(Saved entries)
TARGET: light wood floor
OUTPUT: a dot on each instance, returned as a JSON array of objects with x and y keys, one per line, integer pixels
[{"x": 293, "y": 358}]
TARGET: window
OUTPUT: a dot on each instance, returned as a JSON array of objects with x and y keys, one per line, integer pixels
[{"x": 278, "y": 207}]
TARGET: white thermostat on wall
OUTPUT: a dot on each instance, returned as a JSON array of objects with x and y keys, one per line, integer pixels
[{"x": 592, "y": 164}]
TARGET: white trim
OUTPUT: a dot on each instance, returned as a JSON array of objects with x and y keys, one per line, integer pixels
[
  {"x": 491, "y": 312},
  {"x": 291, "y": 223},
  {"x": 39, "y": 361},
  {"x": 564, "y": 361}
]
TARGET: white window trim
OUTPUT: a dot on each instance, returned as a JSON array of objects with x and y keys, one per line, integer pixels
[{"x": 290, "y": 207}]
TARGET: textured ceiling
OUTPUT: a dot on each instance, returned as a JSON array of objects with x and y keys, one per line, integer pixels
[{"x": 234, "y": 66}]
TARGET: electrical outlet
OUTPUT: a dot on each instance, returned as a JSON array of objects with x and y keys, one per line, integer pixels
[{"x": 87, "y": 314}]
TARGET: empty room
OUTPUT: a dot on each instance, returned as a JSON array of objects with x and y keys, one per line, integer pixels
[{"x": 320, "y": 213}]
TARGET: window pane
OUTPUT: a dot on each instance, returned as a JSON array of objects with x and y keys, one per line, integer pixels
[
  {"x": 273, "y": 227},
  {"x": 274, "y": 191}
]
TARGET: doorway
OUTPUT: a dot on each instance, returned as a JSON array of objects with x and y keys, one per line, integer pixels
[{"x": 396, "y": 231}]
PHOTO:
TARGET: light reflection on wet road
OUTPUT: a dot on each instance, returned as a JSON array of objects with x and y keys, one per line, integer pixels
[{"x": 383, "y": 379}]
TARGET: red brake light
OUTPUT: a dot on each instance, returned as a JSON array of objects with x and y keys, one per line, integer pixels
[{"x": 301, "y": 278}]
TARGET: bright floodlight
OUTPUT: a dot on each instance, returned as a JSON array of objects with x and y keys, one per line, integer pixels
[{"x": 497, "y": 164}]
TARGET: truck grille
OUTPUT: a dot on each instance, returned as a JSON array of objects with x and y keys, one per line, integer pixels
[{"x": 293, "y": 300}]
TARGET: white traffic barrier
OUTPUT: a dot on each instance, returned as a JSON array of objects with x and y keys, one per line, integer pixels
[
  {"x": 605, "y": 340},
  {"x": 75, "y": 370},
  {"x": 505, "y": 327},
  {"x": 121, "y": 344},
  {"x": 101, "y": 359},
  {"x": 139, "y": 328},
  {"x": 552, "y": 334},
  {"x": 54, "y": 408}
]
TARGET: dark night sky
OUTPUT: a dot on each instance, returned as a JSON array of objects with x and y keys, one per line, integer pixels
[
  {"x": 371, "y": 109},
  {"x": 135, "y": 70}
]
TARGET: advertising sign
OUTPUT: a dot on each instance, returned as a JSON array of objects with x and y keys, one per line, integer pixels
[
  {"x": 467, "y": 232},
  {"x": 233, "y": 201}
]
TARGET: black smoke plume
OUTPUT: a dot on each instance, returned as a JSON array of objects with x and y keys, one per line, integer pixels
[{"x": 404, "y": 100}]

### Exercise requirements
Transcribe the material exactly as it reads.

### Exercise result
TARGET: light wood floor
OUTPUT: a dot on each instance, returned as a JSON array of objects with x and y keys, one per line, integer pixels
[{"x": 293, "y": 358}]
TARGET: window
OUTPUT: a dot on each instance, returned as a JSON array of objects with x and y keys, one per line, integer pixels
[{"x": 278, "y": 207}]
TARGET: white thermostat on wall
OUTPUT: a dot on each instance, returned as a JSON array of objects with x and y keys, one per line, integer pixels
[{"x": 592, "y": 164}]
TARGET: white trim
OUTPUT: a dot on each instance, returned as a JSON array of objects with x and y keys, one per line, integer pixels
[
  {"x": 491, "y": 312},
  {"x": 291, "y": 223},
  {"x": 39, "y": 361},
  {"x": 564, "y": 361}
]
TARGET: white window trim
OUTPUT: a dot on each instance, returned as a JSON array of objects with x and y keys, one per line, integer pixels
[{"x": 290, "y": 207}]
TARGET: textured ceiling
OUTPUT: a dot on each instance, returned as a JSON array of objects with x and y keys, one per line, integer pixels
[{"x": 234, "y": 66}]
TARGET: electrical outlet
OUTPUT: a dot on each instance, returned as a JSON array of objects with x and y keys, one per line, integer pixels
[{"x": 87, "y": 314}]
TARGET: empty room
OUTPUT: a dot on each instance, returned as a JSON array of objects with x and y keys, one per line, integer pixels
[{"x": 320, "y": 213}]
TARGET: window pane
OUTPUT: a dot on each instance, returned as a JSON array of objects with x and y keys, one per line, integer pixels
[
  {"x": 273, "y": 227},
  {"x": 274, "y": 191}
]
TARGET: doorway
OUTPUT: a dot on each instance, returned as a JSON array of objects with x and y keys, one per line, integer pixels
[{"x": 396, "y": 231}]
PHOTO:
TARGET: light reflection on wet road
OUTPUT: a dot on each instance, returned as a JSON array of objects with x and y keys, one per line, integer pixels
[{"x": 383, "y": 379}]
TARGET: red brake light
OUTPUT: a dot on each instance, returned as a JSON array of objects with x and y keys, one per line, integer pixels
[{"x": 301, "y": 278}]
TARGET: bright floodlight
OUTPUT: a dot on each instance, returned as a JSON array of objects with x and y keys, one per line, integer pixels
[{"x": 497, "y": 164}]
TARGET: truck grille
OUTPUT: a dot on each instance, returned as a JSON array of objects with x and y keys, one per line, integer pixels
[{"x": 293, "y": 300}]
TARGET: white traffic barrier
OUTPUT: a dot on each instance, returned as a JSON array of objects with x and y keys, one per line, integer pixels
[
  {"x": 605, "y": 340},
  {"x": 75, "y": 370},
  {"x": 505, "y": 327},
  {"x": 121, "y": 344},
  {"x": 101, "y": 359},
  {"x": 139, "y": 328},
  {"x": 552, "y": 334},
  {"x": 54, "y": 408}
]
TARGET: dark night sky
OUTPUT: a dot on each instance, returned as a JSON array of objects with x and y keys, one per line, integer pixels
[
  {"x": 371, "y": 109},
  {"x": 135, "y": 70}
]
TARGET: advertising sign
OUTPUT: a dot on each instance, returned as a JSON array of objects with x and y keys, one per line, integer pixels
[
  {"x": 467, "y": 232},
  {"x": 233, "y": 201}
]
TARGET: black smoke plume
OUTPUT: a dot on each instance, returned as a JSON array of objects with x and y keys, one per line, integer pixels
[{"x": 404, "y": 100}]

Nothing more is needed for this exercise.